**WORK TO COMPLETE**
Only lines holding "light" are needed; copy each of them from the data below.

**INFORMATION SHOWN**
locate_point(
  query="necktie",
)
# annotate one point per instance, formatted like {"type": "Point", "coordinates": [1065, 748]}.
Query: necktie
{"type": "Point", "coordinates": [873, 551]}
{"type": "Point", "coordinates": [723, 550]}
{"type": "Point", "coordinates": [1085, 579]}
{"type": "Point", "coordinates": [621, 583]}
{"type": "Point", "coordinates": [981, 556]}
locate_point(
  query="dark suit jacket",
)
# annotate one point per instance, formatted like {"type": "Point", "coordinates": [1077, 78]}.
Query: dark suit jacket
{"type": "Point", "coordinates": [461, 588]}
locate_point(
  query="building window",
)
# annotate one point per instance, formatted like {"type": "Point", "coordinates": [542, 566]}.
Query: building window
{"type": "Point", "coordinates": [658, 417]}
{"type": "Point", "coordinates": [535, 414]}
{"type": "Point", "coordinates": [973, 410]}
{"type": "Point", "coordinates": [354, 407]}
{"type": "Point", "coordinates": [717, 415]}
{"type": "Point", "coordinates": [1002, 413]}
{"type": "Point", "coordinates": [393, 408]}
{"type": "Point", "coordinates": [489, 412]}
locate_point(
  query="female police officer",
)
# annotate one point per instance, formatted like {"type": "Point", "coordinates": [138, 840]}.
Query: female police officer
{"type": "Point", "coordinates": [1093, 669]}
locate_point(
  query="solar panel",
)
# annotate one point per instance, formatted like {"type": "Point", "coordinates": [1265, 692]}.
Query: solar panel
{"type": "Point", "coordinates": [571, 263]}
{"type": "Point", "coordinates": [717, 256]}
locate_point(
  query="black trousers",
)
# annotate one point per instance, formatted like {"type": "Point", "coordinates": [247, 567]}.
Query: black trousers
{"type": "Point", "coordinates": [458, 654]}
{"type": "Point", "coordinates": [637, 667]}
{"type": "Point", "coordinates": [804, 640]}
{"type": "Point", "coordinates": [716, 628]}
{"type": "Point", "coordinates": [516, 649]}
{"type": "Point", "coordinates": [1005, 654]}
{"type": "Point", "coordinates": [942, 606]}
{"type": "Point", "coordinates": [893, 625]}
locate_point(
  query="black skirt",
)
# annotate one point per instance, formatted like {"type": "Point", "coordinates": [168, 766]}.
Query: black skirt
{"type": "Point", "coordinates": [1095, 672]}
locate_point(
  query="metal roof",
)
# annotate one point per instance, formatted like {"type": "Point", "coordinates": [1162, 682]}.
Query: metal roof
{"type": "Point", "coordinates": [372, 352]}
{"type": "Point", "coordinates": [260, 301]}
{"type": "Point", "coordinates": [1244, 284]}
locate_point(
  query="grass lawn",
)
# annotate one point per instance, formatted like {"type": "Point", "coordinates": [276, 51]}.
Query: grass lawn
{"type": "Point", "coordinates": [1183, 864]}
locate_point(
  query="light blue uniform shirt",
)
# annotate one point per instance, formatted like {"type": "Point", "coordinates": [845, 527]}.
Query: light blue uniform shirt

**EXERCISE SOLUTION**
  query="light blue uniform shirt",
Query: light blue uniform shirt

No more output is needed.